#### [GIVEN RECORDS]
# # # # # # #

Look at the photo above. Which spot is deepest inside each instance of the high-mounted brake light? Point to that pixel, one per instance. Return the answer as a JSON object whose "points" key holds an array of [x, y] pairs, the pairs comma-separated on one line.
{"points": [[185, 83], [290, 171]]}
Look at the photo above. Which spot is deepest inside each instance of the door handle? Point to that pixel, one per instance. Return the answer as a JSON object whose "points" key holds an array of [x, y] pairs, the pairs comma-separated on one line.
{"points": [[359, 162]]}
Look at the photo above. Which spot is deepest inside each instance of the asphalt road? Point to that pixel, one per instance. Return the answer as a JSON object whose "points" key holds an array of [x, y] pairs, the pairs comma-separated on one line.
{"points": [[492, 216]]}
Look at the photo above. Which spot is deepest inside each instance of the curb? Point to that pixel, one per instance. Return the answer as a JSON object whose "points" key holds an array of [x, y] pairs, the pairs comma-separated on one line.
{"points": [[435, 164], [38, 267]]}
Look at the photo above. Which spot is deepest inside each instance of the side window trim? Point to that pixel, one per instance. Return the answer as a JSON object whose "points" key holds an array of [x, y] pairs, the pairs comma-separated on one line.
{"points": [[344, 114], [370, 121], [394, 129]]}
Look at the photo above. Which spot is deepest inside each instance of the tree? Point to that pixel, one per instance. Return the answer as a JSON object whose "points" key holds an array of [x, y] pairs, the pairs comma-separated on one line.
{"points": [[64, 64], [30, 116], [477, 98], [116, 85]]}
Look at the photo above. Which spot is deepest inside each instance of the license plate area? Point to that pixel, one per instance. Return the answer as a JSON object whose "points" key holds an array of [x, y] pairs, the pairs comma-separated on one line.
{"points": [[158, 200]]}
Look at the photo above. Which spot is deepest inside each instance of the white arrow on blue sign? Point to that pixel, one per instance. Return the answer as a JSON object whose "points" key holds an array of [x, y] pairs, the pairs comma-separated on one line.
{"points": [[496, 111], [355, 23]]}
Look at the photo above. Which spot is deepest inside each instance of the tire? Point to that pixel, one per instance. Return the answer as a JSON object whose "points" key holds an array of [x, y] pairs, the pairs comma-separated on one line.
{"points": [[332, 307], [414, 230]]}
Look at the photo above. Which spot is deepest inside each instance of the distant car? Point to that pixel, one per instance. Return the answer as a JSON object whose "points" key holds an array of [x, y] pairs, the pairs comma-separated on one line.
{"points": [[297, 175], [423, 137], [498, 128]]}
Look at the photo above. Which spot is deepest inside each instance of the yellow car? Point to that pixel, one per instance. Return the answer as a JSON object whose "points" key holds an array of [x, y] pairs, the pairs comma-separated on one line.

# # # # # # #

#### [WRITTEN REQUEST]
Put the lines into a numbered list, beginning with the line that contains "of the tire?" and continuing through the last line of the items. Leave out any blank lines.

#### [THE ANSWER]
1. Look at the photo above. Which spot is deepest inside each instance of the tire? Point to that pixel, one per instance. Return the answer as a JSON object whose "points" key holds an array of [x, y] pairs, the pairs comma-separated on one line.
2. {"points": [[332, 307], [414, 230]]}
3. Look at the photo above. Which spot is deepest inside each instance of the distant car? Point to that pixel, one per instance. Return the answer as a JSON object whose "points" key holds an array of [x, y] pairs, the pairs comma-separated on one line.
4. {"points": [[297, 175], [423, 137], [498, 128]]}
5. Look at the photo above. Which spot is deepest inside each instance of the yellow car? Point to that pixel, one per instance. Return the answer as a JSON object whose "points" key holds an array of [x, y] pairs, the pairs comma-separated on one line.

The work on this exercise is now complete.